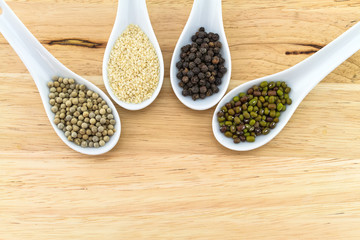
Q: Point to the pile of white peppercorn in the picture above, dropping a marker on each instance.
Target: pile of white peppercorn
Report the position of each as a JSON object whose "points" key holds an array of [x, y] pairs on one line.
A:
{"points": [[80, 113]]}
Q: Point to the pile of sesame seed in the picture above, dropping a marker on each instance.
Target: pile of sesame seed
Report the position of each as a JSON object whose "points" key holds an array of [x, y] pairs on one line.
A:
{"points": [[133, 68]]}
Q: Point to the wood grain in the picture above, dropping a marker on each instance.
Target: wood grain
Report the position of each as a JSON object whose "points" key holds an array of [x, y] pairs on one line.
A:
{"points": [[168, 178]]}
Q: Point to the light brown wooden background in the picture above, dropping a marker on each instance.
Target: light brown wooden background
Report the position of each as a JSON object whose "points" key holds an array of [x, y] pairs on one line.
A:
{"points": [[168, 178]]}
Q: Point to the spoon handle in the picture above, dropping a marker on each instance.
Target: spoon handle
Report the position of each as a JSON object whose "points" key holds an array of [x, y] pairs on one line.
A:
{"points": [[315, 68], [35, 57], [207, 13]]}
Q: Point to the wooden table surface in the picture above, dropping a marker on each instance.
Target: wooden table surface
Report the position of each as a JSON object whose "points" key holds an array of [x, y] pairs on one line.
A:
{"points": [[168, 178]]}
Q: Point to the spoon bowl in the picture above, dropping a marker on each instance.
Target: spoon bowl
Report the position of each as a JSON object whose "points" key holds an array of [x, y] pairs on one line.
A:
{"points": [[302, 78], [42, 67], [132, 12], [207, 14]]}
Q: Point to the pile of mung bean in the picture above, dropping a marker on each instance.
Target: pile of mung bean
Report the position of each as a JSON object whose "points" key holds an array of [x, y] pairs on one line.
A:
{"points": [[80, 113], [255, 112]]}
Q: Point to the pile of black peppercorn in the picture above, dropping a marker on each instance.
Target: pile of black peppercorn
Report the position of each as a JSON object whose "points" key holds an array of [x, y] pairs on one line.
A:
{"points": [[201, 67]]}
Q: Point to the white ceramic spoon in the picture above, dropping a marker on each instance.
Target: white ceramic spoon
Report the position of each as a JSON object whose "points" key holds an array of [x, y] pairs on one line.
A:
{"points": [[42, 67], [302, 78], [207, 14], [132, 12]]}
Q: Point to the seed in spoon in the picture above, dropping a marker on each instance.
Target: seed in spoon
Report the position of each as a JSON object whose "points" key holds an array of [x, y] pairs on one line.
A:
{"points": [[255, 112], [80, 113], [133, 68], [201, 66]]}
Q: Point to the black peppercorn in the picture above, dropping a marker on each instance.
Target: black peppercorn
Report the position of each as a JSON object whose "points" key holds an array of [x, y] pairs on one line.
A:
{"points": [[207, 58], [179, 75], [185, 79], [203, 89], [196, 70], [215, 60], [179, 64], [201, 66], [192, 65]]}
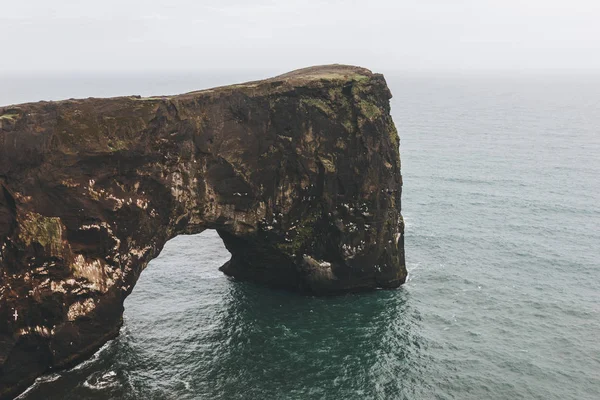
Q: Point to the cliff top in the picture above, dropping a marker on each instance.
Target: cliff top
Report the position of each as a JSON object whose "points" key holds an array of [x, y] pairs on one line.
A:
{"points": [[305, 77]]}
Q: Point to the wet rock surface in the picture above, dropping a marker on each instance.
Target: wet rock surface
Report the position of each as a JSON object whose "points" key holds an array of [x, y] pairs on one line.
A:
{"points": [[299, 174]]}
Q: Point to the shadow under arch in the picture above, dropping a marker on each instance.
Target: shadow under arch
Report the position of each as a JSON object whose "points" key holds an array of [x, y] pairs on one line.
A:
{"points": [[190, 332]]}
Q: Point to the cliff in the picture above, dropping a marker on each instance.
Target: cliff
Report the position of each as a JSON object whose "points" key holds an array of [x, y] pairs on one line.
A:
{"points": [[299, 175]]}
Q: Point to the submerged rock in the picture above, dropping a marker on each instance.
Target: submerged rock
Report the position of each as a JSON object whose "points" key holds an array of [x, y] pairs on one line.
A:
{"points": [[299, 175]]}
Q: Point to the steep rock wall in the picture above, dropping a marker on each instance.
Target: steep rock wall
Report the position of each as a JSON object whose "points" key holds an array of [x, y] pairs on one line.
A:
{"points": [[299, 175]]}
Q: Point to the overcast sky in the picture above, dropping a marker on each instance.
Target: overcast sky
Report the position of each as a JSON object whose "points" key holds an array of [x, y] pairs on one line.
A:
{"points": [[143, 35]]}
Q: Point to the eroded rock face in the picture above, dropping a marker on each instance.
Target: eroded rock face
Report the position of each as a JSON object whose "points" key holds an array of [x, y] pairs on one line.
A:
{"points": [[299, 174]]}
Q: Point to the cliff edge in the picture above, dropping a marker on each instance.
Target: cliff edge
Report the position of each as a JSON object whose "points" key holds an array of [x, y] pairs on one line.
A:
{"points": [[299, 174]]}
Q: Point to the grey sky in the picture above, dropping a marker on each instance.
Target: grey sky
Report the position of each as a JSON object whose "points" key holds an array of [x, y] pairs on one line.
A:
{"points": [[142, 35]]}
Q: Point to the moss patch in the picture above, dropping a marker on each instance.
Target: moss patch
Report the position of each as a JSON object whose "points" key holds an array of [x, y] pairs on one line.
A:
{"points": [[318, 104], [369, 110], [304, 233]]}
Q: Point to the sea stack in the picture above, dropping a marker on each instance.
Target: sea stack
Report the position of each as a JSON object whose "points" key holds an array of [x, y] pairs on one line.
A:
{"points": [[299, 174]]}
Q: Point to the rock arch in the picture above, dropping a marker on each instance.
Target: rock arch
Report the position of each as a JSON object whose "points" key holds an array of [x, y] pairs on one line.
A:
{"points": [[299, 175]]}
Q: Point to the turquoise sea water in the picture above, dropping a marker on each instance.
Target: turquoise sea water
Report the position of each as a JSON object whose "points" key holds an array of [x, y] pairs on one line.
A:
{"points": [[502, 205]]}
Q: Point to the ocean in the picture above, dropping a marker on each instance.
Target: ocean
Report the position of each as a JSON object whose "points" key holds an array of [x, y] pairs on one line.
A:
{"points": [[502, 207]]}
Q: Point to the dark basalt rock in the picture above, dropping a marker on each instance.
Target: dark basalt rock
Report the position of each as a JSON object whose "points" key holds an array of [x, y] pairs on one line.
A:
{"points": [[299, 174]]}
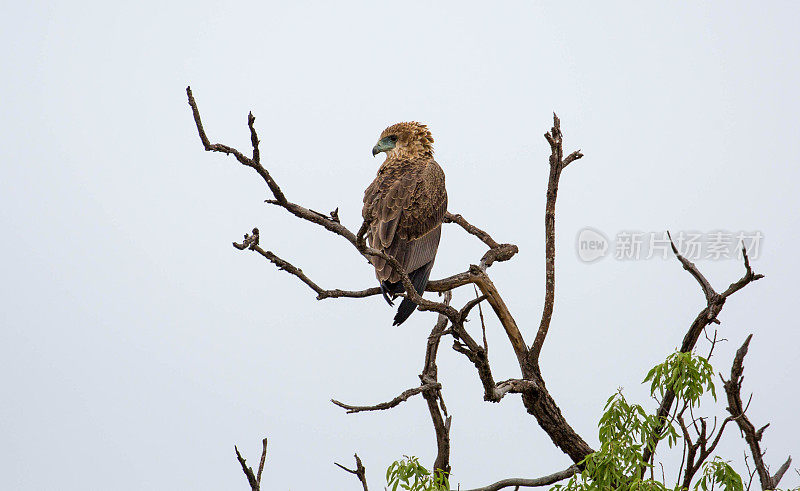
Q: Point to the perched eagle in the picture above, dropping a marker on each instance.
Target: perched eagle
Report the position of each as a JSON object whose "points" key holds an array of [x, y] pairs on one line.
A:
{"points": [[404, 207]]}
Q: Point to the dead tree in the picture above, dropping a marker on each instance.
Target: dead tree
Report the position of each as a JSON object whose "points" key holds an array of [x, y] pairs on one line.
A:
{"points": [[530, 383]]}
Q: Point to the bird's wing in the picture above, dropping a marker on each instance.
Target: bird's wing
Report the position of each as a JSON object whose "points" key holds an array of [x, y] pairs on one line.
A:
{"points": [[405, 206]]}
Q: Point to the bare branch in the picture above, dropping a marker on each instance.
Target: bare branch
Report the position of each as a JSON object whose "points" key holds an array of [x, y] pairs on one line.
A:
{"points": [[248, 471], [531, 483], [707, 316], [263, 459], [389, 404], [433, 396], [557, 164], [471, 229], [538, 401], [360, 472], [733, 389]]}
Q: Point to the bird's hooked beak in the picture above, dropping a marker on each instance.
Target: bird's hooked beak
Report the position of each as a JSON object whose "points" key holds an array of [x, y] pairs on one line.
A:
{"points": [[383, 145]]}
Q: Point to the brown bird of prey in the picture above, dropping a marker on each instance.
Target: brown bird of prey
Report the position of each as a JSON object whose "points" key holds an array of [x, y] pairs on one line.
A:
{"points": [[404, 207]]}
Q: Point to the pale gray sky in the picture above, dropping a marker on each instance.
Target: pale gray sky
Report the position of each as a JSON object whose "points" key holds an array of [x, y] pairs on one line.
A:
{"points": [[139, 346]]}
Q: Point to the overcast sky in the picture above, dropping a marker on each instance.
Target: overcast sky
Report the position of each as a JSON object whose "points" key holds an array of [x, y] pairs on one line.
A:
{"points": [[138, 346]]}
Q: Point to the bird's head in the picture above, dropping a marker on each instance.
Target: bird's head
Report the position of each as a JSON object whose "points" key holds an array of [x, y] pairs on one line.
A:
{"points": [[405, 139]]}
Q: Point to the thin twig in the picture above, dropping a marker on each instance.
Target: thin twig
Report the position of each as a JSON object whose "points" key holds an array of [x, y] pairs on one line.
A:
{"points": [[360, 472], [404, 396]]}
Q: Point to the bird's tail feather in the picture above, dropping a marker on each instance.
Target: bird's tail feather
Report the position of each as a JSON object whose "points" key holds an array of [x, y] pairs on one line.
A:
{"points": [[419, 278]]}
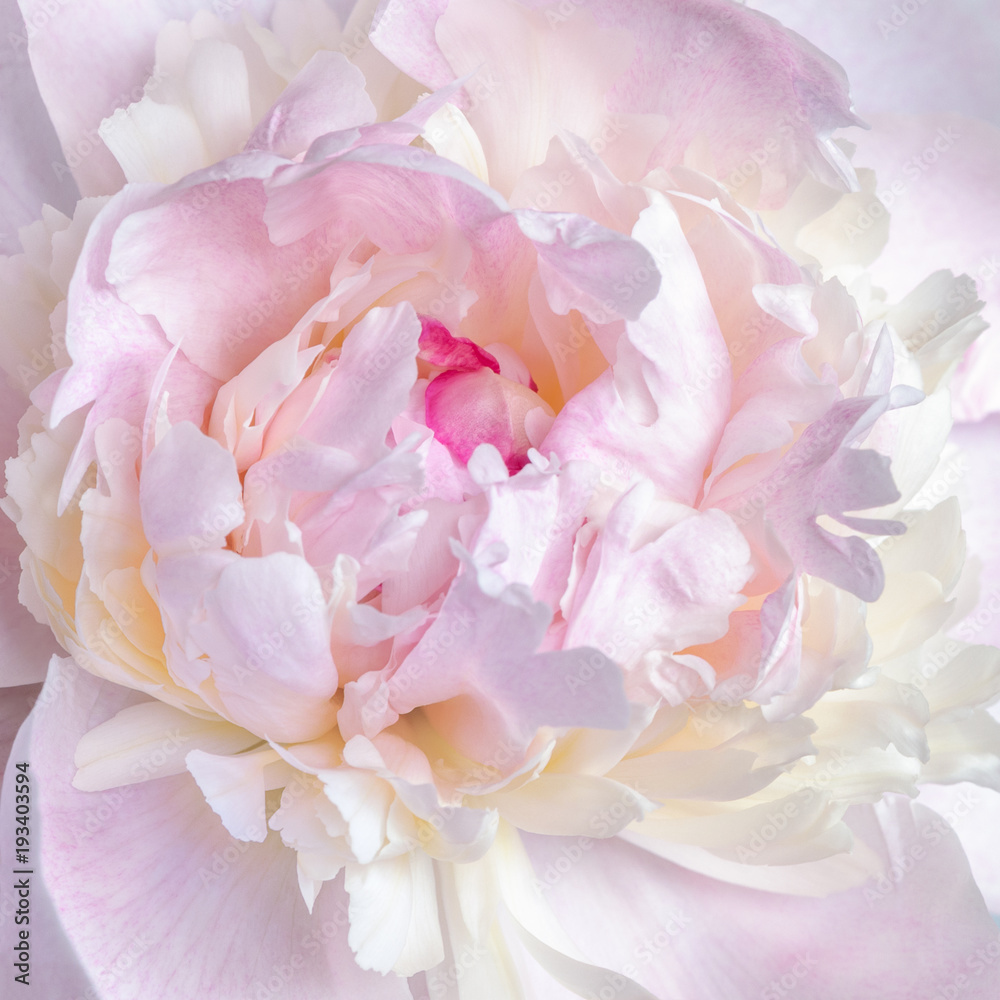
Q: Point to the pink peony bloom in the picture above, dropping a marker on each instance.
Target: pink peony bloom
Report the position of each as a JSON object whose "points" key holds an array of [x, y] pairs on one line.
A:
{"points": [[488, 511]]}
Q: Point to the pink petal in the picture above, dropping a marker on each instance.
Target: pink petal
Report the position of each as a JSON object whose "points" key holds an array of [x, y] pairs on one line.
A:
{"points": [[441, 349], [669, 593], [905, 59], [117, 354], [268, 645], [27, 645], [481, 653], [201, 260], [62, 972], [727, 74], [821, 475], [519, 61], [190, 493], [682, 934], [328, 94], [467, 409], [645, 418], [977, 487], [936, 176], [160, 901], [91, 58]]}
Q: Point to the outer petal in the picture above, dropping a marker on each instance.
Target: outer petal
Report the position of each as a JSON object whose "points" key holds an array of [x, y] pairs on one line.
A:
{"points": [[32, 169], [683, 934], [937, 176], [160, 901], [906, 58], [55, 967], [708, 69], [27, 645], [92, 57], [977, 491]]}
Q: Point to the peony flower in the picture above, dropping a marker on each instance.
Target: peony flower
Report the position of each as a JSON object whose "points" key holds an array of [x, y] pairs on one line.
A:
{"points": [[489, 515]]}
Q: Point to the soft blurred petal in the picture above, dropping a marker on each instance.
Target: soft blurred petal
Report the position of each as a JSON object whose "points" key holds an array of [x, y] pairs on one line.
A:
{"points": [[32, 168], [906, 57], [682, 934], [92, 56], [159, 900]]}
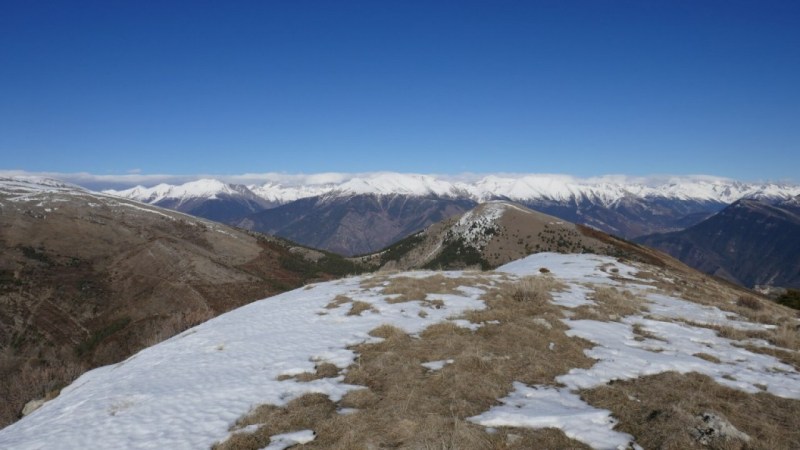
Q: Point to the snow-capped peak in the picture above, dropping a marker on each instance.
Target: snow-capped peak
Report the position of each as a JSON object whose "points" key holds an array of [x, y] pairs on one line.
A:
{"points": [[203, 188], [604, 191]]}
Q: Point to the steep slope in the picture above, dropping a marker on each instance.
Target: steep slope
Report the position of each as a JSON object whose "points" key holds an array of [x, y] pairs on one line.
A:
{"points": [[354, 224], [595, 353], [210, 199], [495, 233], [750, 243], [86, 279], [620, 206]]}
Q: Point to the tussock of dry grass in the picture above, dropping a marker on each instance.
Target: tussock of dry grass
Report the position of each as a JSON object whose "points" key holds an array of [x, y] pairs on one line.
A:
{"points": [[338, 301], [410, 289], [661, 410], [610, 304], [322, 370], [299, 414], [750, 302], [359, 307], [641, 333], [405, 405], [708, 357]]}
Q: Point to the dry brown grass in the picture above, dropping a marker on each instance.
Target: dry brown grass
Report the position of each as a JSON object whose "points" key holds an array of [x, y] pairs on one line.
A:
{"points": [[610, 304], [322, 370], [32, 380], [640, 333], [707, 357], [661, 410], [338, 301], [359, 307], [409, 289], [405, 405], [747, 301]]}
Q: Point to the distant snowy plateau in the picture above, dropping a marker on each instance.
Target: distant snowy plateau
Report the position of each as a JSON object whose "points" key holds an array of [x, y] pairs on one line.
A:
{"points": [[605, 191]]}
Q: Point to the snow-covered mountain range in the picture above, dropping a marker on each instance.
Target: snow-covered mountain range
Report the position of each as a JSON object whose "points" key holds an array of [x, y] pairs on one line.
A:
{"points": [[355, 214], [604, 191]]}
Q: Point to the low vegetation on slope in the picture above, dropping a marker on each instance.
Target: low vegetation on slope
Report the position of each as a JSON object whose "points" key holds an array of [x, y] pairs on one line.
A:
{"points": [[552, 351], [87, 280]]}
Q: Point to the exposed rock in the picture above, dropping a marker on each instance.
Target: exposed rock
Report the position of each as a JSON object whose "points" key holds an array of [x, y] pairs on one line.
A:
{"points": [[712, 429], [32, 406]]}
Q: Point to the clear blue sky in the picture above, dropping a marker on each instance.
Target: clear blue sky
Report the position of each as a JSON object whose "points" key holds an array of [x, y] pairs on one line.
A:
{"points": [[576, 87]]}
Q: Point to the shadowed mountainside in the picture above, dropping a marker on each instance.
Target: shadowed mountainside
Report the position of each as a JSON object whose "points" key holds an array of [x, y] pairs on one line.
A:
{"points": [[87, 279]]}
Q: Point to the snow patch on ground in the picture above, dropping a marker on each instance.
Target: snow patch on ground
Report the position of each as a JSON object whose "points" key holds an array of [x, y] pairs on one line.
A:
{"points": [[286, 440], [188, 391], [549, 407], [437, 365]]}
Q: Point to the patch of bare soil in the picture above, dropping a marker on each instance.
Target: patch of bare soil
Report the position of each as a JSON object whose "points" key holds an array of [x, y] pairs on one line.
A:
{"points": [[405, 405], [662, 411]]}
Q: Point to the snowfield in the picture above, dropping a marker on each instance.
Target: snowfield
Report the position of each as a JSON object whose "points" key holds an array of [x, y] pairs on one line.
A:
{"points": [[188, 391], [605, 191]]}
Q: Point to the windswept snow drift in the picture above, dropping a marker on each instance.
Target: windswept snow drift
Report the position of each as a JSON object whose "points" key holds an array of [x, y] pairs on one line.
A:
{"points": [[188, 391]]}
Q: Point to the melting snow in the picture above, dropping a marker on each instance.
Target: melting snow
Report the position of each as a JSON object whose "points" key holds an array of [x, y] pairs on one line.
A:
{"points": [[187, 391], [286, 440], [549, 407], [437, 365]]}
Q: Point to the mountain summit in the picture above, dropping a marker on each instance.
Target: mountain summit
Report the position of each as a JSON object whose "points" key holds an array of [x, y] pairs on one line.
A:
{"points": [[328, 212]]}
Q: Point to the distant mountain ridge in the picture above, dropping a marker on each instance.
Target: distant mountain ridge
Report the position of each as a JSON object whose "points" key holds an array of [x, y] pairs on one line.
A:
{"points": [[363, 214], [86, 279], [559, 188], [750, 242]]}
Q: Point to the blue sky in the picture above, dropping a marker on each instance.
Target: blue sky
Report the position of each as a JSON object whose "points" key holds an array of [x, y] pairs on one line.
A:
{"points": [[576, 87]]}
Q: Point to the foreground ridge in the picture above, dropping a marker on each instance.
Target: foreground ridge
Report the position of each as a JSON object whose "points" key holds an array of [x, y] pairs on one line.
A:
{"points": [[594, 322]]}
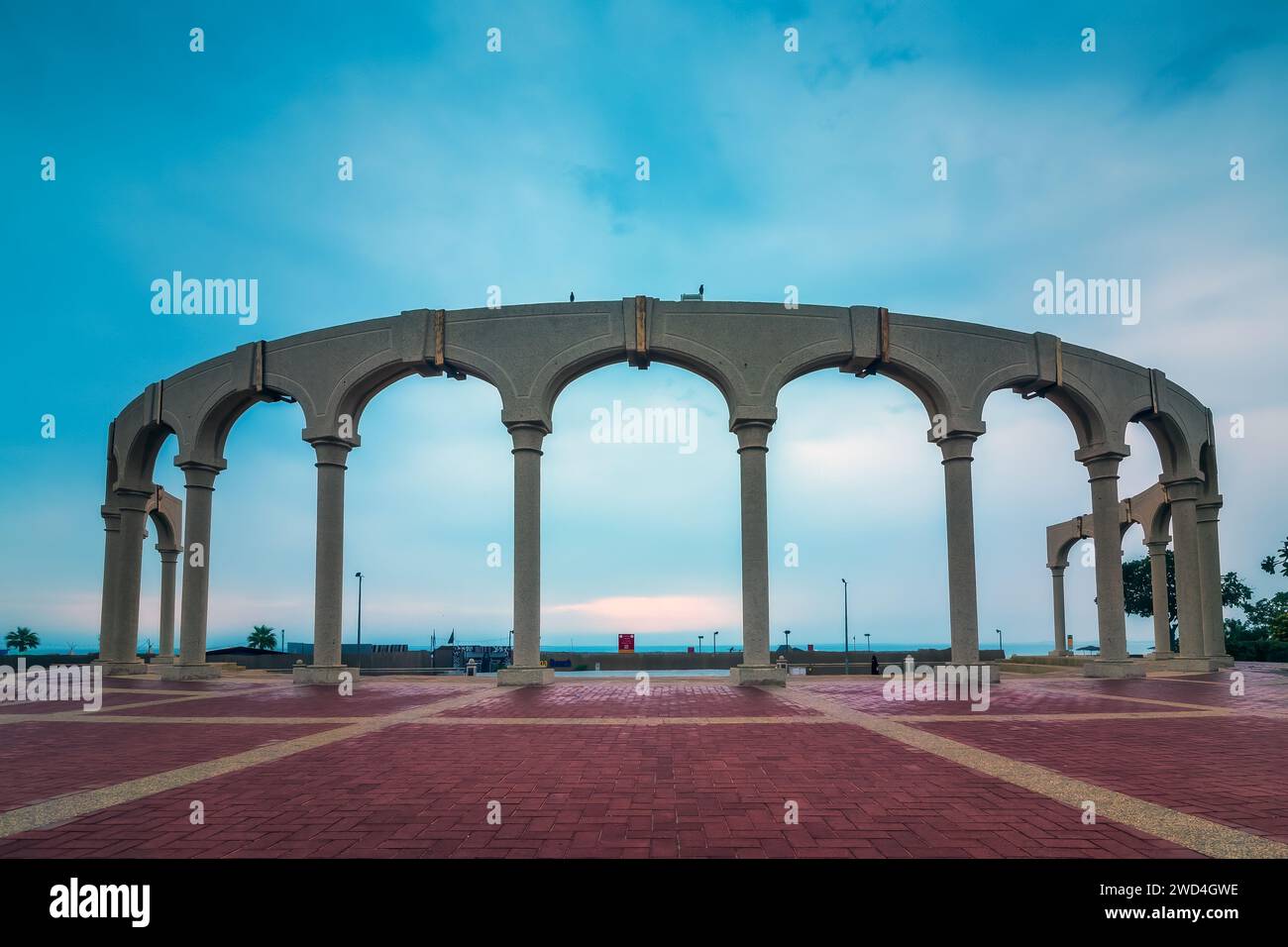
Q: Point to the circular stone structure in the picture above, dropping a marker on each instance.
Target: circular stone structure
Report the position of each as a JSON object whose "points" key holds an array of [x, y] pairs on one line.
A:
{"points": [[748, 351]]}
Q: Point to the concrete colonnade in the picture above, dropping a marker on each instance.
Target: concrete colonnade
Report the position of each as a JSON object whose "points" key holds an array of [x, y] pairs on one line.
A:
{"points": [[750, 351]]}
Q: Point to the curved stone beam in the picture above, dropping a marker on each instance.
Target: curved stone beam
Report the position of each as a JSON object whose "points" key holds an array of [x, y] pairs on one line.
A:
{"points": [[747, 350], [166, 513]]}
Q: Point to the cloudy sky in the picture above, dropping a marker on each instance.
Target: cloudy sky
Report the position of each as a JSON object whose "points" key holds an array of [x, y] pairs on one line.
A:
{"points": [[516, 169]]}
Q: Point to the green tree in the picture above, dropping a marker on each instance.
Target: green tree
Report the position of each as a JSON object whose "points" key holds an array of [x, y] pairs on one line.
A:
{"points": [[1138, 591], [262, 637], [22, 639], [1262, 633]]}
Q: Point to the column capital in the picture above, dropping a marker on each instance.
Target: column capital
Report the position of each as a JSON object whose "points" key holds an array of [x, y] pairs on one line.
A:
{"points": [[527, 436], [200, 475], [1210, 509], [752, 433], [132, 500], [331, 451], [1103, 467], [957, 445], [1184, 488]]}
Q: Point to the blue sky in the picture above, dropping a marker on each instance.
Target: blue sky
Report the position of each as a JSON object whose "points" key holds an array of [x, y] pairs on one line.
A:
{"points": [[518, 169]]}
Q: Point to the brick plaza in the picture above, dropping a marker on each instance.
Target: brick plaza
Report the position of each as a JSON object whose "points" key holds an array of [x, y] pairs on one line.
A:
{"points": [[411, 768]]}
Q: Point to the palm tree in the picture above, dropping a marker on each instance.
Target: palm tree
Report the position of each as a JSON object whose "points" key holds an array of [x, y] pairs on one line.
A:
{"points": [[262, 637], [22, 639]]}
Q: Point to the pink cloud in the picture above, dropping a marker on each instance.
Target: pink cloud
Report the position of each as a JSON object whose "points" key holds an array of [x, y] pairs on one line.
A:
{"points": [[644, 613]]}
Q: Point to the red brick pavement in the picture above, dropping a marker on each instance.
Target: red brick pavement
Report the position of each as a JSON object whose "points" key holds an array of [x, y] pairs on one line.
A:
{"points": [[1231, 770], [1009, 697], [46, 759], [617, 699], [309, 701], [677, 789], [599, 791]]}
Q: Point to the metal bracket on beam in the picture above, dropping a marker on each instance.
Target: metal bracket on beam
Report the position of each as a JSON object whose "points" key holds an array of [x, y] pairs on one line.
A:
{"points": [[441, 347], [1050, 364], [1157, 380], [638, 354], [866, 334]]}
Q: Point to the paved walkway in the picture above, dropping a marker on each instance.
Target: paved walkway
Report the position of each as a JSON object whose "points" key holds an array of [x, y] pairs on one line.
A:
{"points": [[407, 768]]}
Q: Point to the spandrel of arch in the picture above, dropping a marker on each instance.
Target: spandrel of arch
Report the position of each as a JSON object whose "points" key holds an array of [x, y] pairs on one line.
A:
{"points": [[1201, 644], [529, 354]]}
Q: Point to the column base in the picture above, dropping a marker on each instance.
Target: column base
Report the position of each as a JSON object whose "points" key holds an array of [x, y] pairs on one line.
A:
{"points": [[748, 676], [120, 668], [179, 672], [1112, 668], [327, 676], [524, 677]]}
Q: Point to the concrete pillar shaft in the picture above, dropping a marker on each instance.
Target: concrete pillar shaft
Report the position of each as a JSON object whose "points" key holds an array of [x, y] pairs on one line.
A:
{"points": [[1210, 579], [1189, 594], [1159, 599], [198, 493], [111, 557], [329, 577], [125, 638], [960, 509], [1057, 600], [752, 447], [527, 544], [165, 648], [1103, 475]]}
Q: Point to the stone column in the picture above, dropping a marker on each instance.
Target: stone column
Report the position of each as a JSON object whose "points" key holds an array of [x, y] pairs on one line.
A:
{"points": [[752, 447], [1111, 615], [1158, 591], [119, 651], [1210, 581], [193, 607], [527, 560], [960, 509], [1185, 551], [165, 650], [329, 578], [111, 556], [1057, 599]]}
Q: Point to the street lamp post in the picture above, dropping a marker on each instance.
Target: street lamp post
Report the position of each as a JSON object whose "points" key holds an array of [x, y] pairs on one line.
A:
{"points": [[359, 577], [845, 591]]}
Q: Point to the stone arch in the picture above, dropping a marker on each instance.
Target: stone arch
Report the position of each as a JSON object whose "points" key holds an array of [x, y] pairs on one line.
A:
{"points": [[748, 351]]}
——————————
## EXERCISE INSTRUCTIONS
Exact repetition is required for the lines from the one that contains "Q: Point to the column base" through the final line; leave out everything else.

## WRITTEN SOLUTION
Q: Point to the column base in the picture above, dropping a marker on each instance.
Target: column base
Report the position of each as a JSON object whose "points" key holds an array of [x, y] pairs on one line.
A:
{"points": [[748, 676], [120, 668], [179, 672], [1112, 668], [327, 676], [524, 677]]}
Q: Point to the concrete pillar shaft in the picture above, dropping a marker on each instance.
Target: concrete pillar shaft
Report the position of each as a JSON object whose "points" key holds an array of [x, y] pairs on one line.
A:
{"points": [[1210, 579], [1189, 594], [1159, 599], [198, 493], [111, 557], [329, 577], [125, 638], [960, 509], [1057, 600], [752, 447], [527, 544], [165, 648], [1103, 475]]}
Q: Point to the stone column in the picture above, dropping a marker on each instance.
Target: stone column
Report the position of each as a JSON object whose "points" key holds an array of [x, y] pairs on one line.
A:
{"points": [[752, 447], [1111, 615], [1158, 591], [119, 651], [1210, 581], [193, 607], [527, 560], [960, 509], [1185, 551], [165, 650], [329, 578], [111, 556], [1057, 599]]}
Q: Point to the street lamp post in the picture above, dropping a marker on each instance.
Target: street lamp post
Report the position of each as a JSON object whose "points" key holds an array of [x, y] pairs on one line.
A:
{"points": [[359, 577], [845, 591]]}
Q: Point to the stone arch in the picture above, dropping a marker on each instance.
Target: stone arch
Report the position of each as a JSON object whose "points" key holds an array of [x, y] pairs on one line.
A:
{"points": [[748, 351]]}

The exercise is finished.